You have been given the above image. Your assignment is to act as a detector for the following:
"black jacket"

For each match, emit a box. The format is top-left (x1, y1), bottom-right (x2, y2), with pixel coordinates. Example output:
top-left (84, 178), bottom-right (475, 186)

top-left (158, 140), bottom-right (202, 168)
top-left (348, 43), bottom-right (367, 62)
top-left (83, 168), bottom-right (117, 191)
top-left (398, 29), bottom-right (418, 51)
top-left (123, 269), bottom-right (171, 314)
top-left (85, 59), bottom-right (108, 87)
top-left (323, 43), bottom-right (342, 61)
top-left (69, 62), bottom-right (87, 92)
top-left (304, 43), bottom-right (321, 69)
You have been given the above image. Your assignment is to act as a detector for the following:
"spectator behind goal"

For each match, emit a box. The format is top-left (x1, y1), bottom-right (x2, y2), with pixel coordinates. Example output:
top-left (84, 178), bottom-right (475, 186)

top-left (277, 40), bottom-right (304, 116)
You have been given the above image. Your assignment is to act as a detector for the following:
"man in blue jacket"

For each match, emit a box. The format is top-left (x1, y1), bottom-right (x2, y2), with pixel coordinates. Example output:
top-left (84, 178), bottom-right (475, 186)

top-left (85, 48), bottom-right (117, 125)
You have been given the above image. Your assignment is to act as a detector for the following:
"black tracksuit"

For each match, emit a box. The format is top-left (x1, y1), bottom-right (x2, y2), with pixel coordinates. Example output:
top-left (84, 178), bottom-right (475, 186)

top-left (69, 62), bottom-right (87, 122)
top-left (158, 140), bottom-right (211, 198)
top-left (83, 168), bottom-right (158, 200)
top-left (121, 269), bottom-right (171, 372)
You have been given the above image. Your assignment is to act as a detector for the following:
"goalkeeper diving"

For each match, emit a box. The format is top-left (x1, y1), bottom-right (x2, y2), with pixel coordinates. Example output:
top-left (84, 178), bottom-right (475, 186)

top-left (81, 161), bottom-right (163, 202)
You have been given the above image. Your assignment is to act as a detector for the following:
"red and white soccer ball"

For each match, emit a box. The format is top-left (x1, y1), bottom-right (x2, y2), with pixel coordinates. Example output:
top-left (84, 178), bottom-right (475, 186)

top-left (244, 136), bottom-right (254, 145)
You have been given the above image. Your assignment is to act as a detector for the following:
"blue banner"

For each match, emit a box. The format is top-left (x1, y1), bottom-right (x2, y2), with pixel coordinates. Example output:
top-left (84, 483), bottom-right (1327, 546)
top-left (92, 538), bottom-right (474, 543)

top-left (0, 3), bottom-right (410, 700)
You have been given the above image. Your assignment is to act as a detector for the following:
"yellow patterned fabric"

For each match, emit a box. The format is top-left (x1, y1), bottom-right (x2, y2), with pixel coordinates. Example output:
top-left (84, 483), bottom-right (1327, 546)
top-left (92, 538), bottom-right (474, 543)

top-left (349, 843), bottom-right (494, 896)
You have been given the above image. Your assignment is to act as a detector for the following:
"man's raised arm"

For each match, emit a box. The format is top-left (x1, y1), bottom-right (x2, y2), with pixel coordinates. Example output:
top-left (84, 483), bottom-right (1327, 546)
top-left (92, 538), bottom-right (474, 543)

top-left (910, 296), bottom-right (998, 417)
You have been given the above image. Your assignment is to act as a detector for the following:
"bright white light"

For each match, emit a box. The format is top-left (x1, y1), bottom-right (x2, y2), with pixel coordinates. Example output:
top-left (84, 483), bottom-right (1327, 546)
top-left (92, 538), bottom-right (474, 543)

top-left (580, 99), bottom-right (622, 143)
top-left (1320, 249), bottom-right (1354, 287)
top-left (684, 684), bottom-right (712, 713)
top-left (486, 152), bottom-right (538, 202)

════════════════════

WHAT THIS TASK INVOLVES: Lay out every line of the records above as a Markdown table with the columns Row and Text, numbering the rows from 1 and leaving out blank lines.

RESULT OF THIS EXERCISE:
| Row | Text |
|---|---|
| 1 | You have been given the above image. Your assignment is to act as a detector for the following: |
| 2 | "black jacket" |
| 3 | For each match, emit a box. The format is top-left (x1, y1), bottom-right (x2, y2), with pixel coordinates. Example output: |
| 4 | top-left (84, 178), bottom-right (475, 186) |
| 5 | top-left (158, 140), bottom-right (202, 168) |
| 6 | top-left (348, 43), bottom-right (367, 62) |
| 7 | top-left (83, 168), bottom-right (117, 191) |
| 8 | top-left (398, 29), bottom-right (418, 51) |
| 9 | top-left (123, 269), bottom-right (171, 314) |
| 10 | top-left (85, 59), bottom-right (108, 87) |
| 11 | top-left (323, 43), bottom-right (342, 61) |
| 12 | top-left (69, 62), bottom-right (87, 92) |
| 13 | top-left (304, 43), bottom-right (321, 69) |
| 14 | You have been given the above image. Your assignment is to act as a detector for the following: |
| 15 | "spectator behind goal" |
| 16 | For each match, emit a box. The format is top-left (x1, y1), bottom-right (x2, y2), with pixel coordinates. Example output: |
| 17 | top-left (84, 178), bottom-right (475, 186) |
| 18 | top-left (277, 40), bottom-right (304, 116) |
| 19 | You have been given the above image. Your assignment is to act as a detector for the following: |
| 20 | "man in blue jacket" |
| 21 | For each match, emit a box. The format is top-left (x1, y1), bottom-right (x2, y2), with pixel coordinates. Example output: |
| 22 | top-left (84, 178), bottom-right (475, 186) |
| 23 | top-left (85, 48), bottom-right (117, 125) |
| 24 | You have been given the above image. Your assignment is to act as a detector for the following: |
| 25 | "black tracksuit" |
| 26 | For each match, emit a box. The format is top-left (x1, y1), bottom-right (x2, y2), with pixel coordinates. Example output: |
| 27 | top-left (84, 178), bottom-right (475, 186) |
| 28 | top-left (69, 62), bottom-right (87, 122) |
| 29 | top-left (158, 140), bottom-right (211, 198) |
| 30 | top-left (83, 168), bottom-right (158, 200) |
| 31 | top-left (121, 269), bottom-right (171, 372) |
| 32 | You have been given the above image. Your assignment is to act as a detector for the following: |
| 33 | "goalkeeper diving" |
| 34 | For each match, emit a box. The format is top-left (x1, y1), bottom-right (x2, y2), with pixel coordinates. Example output: |
| 35 | top-left (84, 178), bottom-right (475, 186) |
| 36 | top-left (81, 161), bottom-right (163, 202) |
| 37 | You have been given the above image. Your assignment is to act as a detector for the following: |
| 38 | "red and white soccer ball" |
| 39 | For each match, emit a box. The format is top-left (x1, y1), bottom-right (x2, y2), with pixel coordinates. Example output: |
| 40 | top-left (84, 178), bottom-right (475, 186) |
| 41 | top-left (244, 136), bottom-right (254, 145) |
| 42 | You have been given the above image. Your assignment is to act as a detector for the following: |
| 43 | "blue banner" |
| 44 | For each match, emit a box. The format is top-left (x1, y1), bottom-right (x2, y2), with pixel coordinates. Example output: |
| 45 | top-left (84, 483), bottom-right (1327, 546) |
| 46 | top-left (92, 538), bottom-right (474, 543) |
| 47 | top-left (0, 3), bottom-right (410, 700) |
| 48 | You have been given the above image. Your assignment is to act as a detector for the following: |
| 49 | "yellow patterned fabric" |
| 50 | For each match, emit a box. The format is top-left (x1, y1), bottom-right (x2, y2), with pixel coordinates. Example output: |
| 51 | top-left (84, 483), bottom-right (1327, 546) |
| 52 | top-left (92, 538), bottom-right (474, 543) |
| 53 | top-left (349, 843), bottom-right (494, 896) |
| 54 | You have been given the above image. Your assignment is to act as a detector for the following: |
| 55 | "man's raised arm" |
| 56 | For each match, emit a box. The format is top-left (x1, y1), bottom-right (x2, y2), with pixel coordinates. Example output: |
| 57 | top-left (84, 483), bottom-right (1327, 546) |
| 58 | top-left (92, 538), bottom-right (474, 543) |
| 59 | top-left (910, 296), bottom-right (998, 417) |
| 60 | You have been given the above image. Your assignment is to act as a detector for the following: |
| 61 | "bright white light" |
| 62 | For each match, emit a box. The format is top-left (x1, y1), bottom-right (x2, y2), with pixel coordinates. Example output: |
| 63 | top-left (84, 483), bottom-right (1327, 546) |
| 64 | top-left (92, 538), bottom-right (474, 543) |
| 65 | top-left (580, 99), bottom-right (622, 143) |
| 66 | top-left (1320, 249), bottom-right (1354, 287) |
| 67 | top-left (684, 684), bottom-right (712, 713) |
| 68 | top-left (486, 152), bottom-right (538, 202) |